Aim
Please report how many lines in the items below contain the word "black". Case counts; give only the number.
■ ■ ■ ■ ■ ■ ■
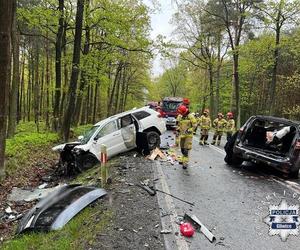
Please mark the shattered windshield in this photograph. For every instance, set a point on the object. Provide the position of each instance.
(170, 106)
(88, 134)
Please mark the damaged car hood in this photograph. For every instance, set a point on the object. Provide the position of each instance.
(60, 147)
(59, 207)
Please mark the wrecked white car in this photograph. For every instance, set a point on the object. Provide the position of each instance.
(120, 133)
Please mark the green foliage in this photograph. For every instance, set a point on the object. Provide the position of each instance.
(80, 130)
(28, 143)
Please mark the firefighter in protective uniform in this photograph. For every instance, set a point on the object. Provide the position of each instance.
(205, 124)
(186, 126)
(230, 128)
(220, 125)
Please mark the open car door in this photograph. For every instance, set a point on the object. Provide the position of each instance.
(128, 131)
(111, 136)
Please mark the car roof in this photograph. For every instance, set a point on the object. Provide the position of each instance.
(277, 119)
(173, 99)
(146, 108)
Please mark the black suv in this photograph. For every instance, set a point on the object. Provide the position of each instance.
(269, 140)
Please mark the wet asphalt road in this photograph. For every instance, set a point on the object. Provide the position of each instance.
(230, 201)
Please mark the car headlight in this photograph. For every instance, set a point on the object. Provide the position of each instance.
(76, 151)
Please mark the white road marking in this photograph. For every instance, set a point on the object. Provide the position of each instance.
(289, 184)
(180, 242)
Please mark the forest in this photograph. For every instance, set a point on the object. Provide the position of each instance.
(65, 63)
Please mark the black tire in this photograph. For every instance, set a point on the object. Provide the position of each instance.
(294, 174)
(231, 158)
(153, 139)
(86, 161)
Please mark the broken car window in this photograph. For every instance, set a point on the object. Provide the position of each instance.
(141, 115)
(107, 129)
(87, 136)
(126, 121)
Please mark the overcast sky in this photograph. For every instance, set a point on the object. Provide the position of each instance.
(160, 23)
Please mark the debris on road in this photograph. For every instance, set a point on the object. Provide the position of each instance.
(156, 152)
(8, 210)
(42, 186)
(59, 207)
(186, 229)
(190, 203)
(165, 231)
(19, 194)
(199, 226)
(151, 191)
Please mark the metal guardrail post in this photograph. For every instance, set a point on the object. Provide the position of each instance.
(104, 167)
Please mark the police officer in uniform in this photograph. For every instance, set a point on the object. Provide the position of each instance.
(220, 125)
(186, 126)
(205, 124)
(230, 128)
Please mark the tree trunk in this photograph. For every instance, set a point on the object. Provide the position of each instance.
(272, 94)
(13, 102)
(95, 103)
(48, 84)
(75, 71)
(21, 108)
(6, 13)
(58, 49)
(236, 90)
(211, 91)
(36, 92)
(83, 75)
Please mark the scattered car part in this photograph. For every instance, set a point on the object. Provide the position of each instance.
(59, 207)
(255, 142)
(120, 133)
(186, 229)
(199, 226)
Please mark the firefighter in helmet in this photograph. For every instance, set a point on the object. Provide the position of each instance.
(186, 126)
(205, 124)
(220, 125)
(230, 126)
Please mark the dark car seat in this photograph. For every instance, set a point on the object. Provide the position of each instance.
(257, 135)
(287, 140)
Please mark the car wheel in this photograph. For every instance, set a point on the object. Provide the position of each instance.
(86, 161)
(294, 174)
(231, 158)
(153, 139)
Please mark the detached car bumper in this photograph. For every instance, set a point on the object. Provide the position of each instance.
(171, 121)
(282, 164)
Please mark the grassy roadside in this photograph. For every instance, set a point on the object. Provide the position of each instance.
(28, 145)
(30, 150)
(79, 233)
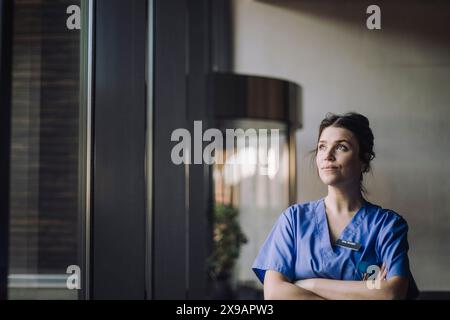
■ ■ ■ ■ ■ ■ ■
Solution to this problem
2